Provided text =
((

2.12.22: Paradox

Context: Slowly, slowly we are recovering from Covid. Yesterday I was able to walk into town with my rollator, which took me about five minutes. It was amazing to chat briefly with people, and even share a hug with my friend, Ruth.

Here is today’s prayer:

You, God, are my God, earnestly I seek you; I thirst for you, my whole being longs for you, in a dry and parched land where there is no water (Psalm 63:1; NIV).

I long for you
And thirst, pursue
Your righteousness
In all I do,
Even though I live in you,
My God.

I love you deeply,
Desperately,
And search for you
Unceasingly,
Even though you live in me,
My God.

We know and rely on the love God has for us. God is love. Whoever lives in love lives in God, and God in them (1 John 4:16; NIV).

))

What you need to do =
1. In the prayer post, how long did the walk into town with the rollator take?
2. Write what comes next in the prayer post, starting after its final Bible verse.

Records shown =
((

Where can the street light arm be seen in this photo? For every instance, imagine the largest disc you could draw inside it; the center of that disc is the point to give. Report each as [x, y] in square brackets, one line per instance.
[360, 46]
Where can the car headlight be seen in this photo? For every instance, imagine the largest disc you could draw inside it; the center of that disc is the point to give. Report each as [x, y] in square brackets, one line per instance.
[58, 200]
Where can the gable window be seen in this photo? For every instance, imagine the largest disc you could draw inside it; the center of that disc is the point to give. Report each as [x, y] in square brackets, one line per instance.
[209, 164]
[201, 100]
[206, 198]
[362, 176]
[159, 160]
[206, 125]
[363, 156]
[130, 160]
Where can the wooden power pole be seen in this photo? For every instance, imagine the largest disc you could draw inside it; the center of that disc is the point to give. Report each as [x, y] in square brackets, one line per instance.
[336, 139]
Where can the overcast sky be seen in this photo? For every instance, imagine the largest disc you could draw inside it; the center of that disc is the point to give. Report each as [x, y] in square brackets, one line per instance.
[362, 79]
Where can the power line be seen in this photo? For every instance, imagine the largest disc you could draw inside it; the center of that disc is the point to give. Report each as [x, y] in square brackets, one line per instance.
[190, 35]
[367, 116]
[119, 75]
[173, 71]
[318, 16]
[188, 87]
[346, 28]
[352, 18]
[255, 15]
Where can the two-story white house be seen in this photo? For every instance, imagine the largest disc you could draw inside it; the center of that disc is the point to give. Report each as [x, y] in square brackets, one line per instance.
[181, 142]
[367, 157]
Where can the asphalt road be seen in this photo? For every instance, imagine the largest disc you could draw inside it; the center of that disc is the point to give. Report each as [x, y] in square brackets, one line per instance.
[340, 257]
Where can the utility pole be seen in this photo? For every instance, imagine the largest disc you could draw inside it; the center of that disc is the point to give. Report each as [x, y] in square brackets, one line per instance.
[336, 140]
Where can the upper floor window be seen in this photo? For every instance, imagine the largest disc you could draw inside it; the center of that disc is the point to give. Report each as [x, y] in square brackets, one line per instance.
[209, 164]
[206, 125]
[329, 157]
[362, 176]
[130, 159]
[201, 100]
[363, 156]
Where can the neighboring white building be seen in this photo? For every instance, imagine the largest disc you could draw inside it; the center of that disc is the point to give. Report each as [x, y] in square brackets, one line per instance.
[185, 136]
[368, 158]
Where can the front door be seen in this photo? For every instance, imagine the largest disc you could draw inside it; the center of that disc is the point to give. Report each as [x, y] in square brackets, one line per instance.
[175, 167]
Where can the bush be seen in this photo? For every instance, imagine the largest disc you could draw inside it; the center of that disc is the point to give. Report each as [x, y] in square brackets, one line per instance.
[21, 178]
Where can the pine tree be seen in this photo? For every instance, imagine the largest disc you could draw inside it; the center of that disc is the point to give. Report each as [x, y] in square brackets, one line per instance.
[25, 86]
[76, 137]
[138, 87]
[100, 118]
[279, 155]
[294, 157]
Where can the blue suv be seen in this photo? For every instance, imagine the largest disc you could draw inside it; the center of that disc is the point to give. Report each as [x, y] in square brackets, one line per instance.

))

Replies =
1. About five minutes.

2.
Rosary-making news:

There is a postal strike in the UK, so still no rosary centrepieces have arrived. I was desperate to have the pleasure of making a rosary today, so I made a standard one, but without a centrepiece, just to prove to myself that I could still remember how to do it! This is what I made:

23.11.22: Covid

Context: I have very long experience of living with chronic illness and fatigue, but it’s interesting to observe how wearing it is to have Covid on top of this. Although I tested negative for the first time last Sunday, my symptoms continue, and the virus certainly isn’t giving up its grip yet.

I’m vividly aware that all around the world hundreds of thousands have died of their infection, whilst countless others are suffering, or have been left disabled. My only coping technique is to say, “Yes”, to God at every moment, and to keep on whispering, “Thank you, Jesus.”

It’s impossible to predict the outcome of this illness for each individual, including me, so all I can do is to put my trust God, who brings good from everything, no matter what happens:

I love you, LORD; you are my strength (Psalm 18:1; NLT). 

I love you
As I wake again
To yet another
Day of pain.
Don’t leave me here
To live in vain,
I pray.

I love you,
And I seek your face.
I long to know
Your warm embrace,
Receive your kiss,
And share your grace –
One day.

I love you,
And I choose your will,
With thanks
For every good and ill.
Lord, help me, please,
For you are still
My Way.

Jesus told him, “I am the way” (John 14:6; NLT).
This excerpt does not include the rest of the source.